### Document

Thursday, March 14, 2024

Rainer Werner Fassbinder | Querelle / 1982

killing softly with love

Rainer Werner Fassbinder and Burkhard Driest (screenplay, based on the novel by Jean Genet), Rainer Werner Fassbinder (director) Querelle / 1982

 

Totally by coincidence, I watched Rainer Werner Fassbinder’s last film, Querelle, on the 33rd anniversary of his 1982 death by a drug overdose. I had been putting off the viewing this film for a very long time, since, although I had never seen the entire film, I had previewed long clips, and wasn’t particularly pleased with what I saw. Yet, all the other Fassbinder films I had seen since were absolutely wonderful in my estimation. Like The New York Times critic, Vincent Canby, given the passages I’d observed, I was ready to declare his final work as a “mess,” a “detour” in the work of an important European filmmaker. Canby, a great admirer of Fassbinder films in general, found this work as a “humorless” and “witless” production.


     I guess I needed to see 25 other films before I could tackle the difficulties of this last work, released after Fassbinder’s death. Even in this most recent viewing, I recalled what I didn’t like about the portions I had previously viewed. Nobody in this film of exaggerated melodrama even pretends to be “acting,” their lines delivered as if the figures were performing a campy production on a high school stage, with sets designed by local cartoonists and lit by a host of gay “queens” of the old school, who one can almost hear shouting out to lighting crew: “rose red, deep-sea blue, meadowlark yellow, lemongrass green!” The costumes, as some critics complained, seem to have been stolen from the wardrobe of mediocre comic operettas of the 1930s. The plot meanders back and forth through the original Genet work, Querelle de Brest, as if the director had leafed through its pages, cut them out of the binding, and threw them into the air before readapting them to film. The work’s two songs was composed by the highly gifted Peer Raben, composer of many of Fassbinder’s scores, both won Razzie Awards for the worst songs of the year. Of particular disinterest is the corny rendition, sung by Jeanne Moreau, of the Oscar Wilde lyrics from “The Ballad of Reading Goal,” ''Each man kills the thing he loves ... dahdee-dah-dee-dah.''


     The questions the film version calls up are so numerous that one might actually produce a small pamphlet listing them. “Why do the two brothers of this work, Querelle (Brad Davis) and Robert (Hanno Pöschl) so simultaneously hate and love one another? Why does Querelle suddenly determine to kill his accomplice in a cocaine deal, and yet, at the last moment, lick the blood from his breast? Why does Querelle purposely loose his dice toss with Lysiane’s (Jeanne Moreau) husband, Nono (Günther Kaufmann), allowing himself to be fucked by him? And, given the situation, what do Lysiane and Nono see in one another, particularly given the fact that Nono is apparently gay, and Lysiane heterosexual? And why, given Querelle’s apparent love of gay sex, is he even attracted to Lysiane?

### Extracted material
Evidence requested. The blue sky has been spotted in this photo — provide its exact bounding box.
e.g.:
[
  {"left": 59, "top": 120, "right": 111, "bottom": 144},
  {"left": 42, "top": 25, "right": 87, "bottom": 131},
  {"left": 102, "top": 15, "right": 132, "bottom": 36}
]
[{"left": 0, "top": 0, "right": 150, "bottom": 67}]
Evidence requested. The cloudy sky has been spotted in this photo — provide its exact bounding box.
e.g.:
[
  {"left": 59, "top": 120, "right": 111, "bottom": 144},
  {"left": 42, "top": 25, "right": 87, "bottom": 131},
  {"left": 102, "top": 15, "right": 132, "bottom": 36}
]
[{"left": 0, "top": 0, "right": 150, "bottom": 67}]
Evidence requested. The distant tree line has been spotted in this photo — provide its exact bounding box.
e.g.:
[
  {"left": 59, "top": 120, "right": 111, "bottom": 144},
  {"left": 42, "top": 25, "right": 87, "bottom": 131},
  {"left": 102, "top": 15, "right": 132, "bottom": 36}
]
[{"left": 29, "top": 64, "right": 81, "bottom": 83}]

--

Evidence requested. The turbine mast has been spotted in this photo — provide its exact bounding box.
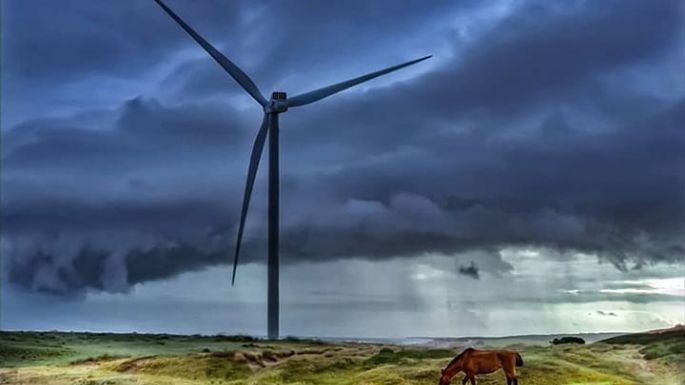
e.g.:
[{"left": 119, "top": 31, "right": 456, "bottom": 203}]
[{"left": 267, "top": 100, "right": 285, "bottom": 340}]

* * *

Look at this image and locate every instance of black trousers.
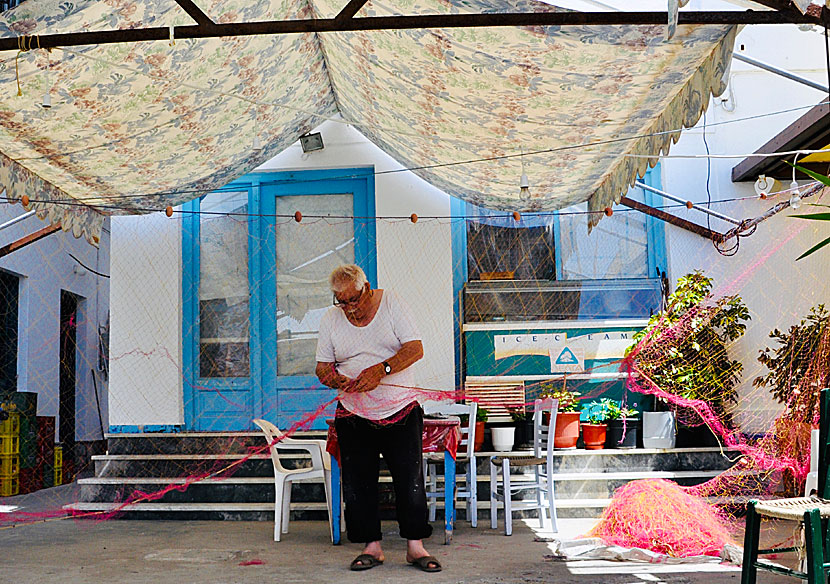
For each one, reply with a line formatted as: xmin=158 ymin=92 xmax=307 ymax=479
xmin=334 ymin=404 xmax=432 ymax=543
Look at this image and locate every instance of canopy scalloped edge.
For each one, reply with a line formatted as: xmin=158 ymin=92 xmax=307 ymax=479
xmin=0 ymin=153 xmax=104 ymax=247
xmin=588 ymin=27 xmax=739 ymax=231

### Requests
1. Translate this sentence from the review of Querelle into Spanish: "I guess I needed to see 25 other films before I could tackle the difficulties of this last work, released after Fassbinder’s death."
2. According to the review of Querelle, who sings the Oscar Wilde lyrics from "The Ballad of Reading Goal" in the film?
3. Print the passage from the review of Querelle starting with "The questions the" and going on through "attracted to Lysiane?".

### Answer list
1. Supongo que necesitaba ver otras 25 películas antes de poder abordar las dificultades de esta última obra, estrenada después de la muerte de Fassbinder.

2. Jeanne Moreau.

3.
The questions the film version calls up are so numerous that one might actually produce a small pamphlet listing them. “Why do the two brothers of this work, Querelle (Brad Davis) and Robert (Hanno Pöschl) so simultaneously hate and love one another? Why does Querelle suddenly determine to kill his accomplice in a cocaine deal, and yet, at the last moment, lick the blood from his breast? Why does Querelle purposely loose his dice toss with Lysiane’s (Jeanne Moreau) husband, Nono (Günther Kaufmann), allowing himself to be fucked by him? And, given the situation, what do Lysiane and Nono see in one another, particularly given the fact that Nono is apparently gay, and Lysiane heterosexual? And why, given Querelle’s apparent love of gay sex, is he even attracted to Lysiane?